*What you need to do:*
Gather every line of the data below that contains the string "post", treating uppercase and lowercase letters as distinct.

(Source records)
○ ○ ○ ○ ○ ○ ○
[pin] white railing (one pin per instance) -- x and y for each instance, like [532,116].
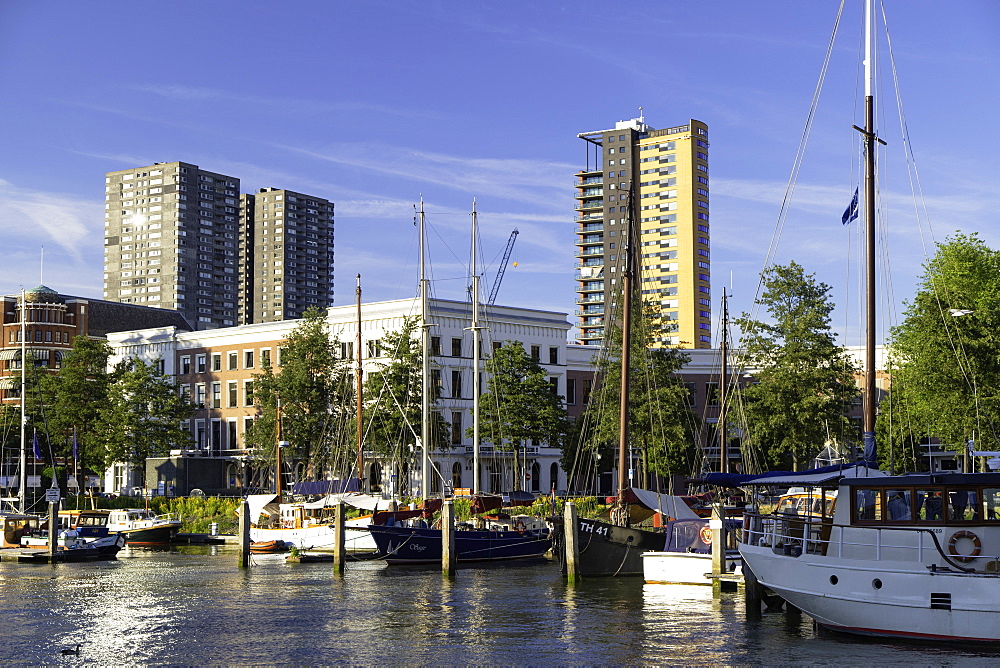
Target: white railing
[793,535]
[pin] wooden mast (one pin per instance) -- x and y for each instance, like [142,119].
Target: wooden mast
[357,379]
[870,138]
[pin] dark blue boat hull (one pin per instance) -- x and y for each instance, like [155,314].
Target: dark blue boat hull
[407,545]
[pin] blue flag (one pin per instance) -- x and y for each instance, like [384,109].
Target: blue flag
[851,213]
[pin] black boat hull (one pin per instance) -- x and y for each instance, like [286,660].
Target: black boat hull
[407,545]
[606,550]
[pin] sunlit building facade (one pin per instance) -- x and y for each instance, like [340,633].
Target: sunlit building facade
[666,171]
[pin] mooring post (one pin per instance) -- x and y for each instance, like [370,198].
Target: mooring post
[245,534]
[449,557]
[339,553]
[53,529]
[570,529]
○ ○ ○ ○ ○ ○ ○
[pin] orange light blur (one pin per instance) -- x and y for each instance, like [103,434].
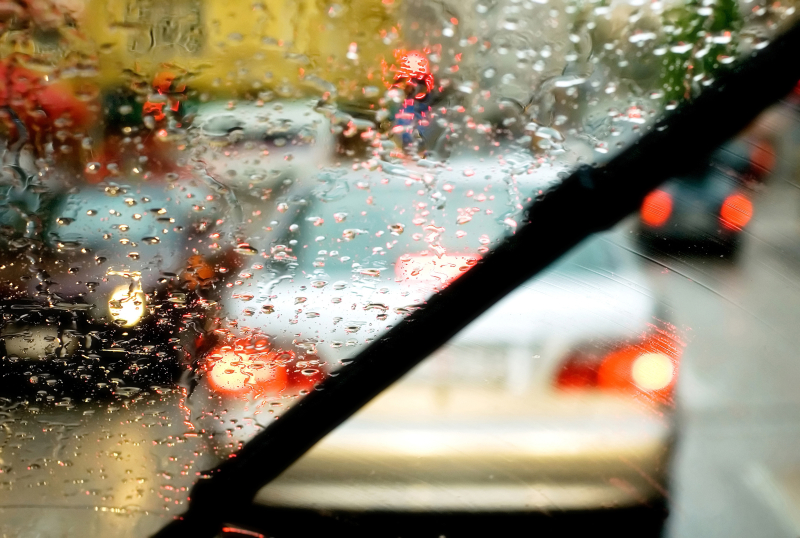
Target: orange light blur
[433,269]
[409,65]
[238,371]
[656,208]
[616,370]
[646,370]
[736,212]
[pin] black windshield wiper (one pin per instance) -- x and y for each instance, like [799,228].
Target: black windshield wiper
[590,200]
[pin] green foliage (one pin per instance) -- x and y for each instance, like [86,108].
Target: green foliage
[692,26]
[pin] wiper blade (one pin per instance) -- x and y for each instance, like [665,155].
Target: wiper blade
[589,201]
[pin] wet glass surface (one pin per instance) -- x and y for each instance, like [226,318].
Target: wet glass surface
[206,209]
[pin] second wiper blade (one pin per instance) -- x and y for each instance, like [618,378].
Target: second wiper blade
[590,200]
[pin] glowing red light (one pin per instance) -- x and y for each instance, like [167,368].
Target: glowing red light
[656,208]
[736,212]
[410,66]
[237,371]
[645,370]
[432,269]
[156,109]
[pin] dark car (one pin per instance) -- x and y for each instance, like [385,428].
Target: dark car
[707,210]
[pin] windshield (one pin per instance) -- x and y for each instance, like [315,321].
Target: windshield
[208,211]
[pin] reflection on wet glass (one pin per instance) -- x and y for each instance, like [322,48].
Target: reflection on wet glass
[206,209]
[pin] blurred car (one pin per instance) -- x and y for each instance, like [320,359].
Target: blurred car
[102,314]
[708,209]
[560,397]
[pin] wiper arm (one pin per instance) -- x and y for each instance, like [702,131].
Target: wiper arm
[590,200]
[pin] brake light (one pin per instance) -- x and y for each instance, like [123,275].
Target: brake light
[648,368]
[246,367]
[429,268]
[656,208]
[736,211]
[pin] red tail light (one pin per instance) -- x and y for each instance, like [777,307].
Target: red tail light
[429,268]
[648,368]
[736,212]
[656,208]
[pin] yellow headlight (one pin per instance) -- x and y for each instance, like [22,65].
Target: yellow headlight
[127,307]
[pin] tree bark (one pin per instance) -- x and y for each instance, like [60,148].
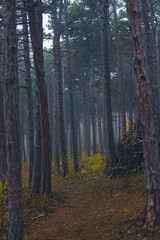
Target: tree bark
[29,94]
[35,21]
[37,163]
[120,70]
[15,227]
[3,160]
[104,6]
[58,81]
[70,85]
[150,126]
○ ○ ○ ○ ○ ○ ○
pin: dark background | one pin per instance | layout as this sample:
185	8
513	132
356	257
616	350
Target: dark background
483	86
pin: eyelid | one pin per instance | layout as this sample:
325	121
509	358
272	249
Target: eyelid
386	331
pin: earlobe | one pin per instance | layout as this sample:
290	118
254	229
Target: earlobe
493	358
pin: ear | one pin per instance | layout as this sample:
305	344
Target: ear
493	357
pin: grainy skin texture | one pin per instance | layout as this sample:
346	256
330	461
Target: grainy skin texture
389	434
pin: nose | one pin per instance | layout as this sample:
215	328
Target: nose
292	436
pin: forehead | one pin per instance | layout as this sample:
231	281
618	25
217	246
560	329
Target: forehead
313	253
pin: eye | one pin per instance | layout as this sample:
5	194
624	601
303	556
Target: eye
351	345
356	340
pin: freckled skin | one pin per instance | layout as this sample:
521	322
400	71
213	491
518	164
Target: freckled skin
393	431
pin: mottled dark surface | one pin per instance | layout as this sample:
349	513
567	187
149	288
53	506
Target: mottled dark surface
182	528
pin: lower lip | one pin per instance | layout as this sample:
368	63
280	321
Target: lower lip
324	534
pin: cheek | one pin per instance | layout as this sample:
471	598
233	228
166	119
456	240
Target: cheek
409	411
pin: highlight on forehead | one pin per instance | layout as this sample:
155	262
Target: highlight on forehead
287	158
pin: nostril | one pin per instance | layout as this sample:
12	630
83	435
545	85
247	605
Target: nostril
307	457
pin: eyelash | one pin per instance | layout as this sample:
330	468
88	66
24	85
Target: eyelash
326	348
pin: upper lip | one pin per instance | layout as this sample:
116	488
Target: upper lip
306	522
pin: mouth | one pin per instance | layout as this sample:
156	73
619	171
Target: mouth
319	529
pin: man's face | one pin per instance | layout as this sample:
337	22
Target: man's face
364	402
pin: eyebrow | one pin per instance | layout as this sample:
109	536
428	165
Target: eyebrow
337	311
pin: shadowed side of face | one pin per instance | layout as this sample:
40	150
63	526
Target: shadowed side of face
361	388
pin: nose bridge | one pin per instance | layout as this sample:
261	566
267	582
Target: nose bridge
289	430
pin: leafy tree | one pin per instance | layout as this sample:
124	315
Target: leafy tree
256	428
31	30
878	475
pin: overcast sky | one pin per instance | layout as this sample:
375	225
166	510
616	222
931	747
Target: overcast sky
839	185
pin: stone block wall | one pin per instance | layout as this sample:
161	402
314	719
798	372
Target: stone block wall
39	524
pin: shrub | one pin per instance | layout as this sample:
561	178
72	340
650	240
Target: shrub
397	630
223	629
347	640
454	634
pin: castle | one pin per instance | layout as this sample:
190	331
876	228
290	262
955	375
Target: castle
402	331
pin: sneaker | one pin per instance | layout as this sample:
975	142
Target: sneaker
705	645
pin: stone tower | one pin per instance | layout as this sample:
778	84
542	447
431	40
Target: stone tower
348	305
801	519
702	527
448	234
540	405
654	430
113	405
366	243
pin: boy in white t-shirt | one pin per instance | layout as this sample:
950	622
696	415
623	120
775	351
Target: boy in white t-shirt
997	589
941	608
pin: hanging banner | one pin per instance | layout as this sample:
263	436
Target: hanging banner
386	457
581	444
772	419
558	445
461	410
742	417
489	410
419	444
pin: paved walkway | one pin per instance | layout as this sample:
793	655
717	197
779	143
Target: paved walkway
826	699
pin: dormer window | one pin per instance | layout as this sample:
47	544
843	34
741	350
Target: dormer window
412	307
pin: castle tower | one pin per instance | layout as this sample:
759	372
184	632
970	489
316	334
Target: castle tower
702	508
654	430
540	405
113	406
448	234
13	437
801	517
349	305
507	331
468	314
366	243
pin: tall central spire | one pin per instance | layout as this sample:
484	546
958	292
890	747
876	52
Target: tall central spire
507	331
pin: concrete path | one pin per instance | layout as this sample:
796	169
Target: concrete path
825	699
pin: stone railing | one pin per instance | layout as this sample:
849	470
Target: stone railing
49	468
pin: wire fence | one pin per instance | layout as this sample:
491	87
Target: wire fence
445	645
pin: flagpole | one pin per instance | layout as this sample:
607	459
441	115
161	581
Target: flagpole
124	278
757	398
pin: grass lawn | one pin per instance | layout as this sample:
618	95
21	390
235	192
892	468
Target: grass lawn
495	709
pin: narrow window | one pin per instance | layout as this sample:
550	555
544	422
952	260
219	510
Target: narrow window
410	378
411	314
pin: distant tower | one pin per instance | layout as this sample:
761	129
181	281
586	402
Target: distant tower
○ ○ ○ ○ ○ ○ ○
*Solution below:*
[pin] mooring post (one pin per instance) -- x and y for each instance, like [370,198].
Target: mooring post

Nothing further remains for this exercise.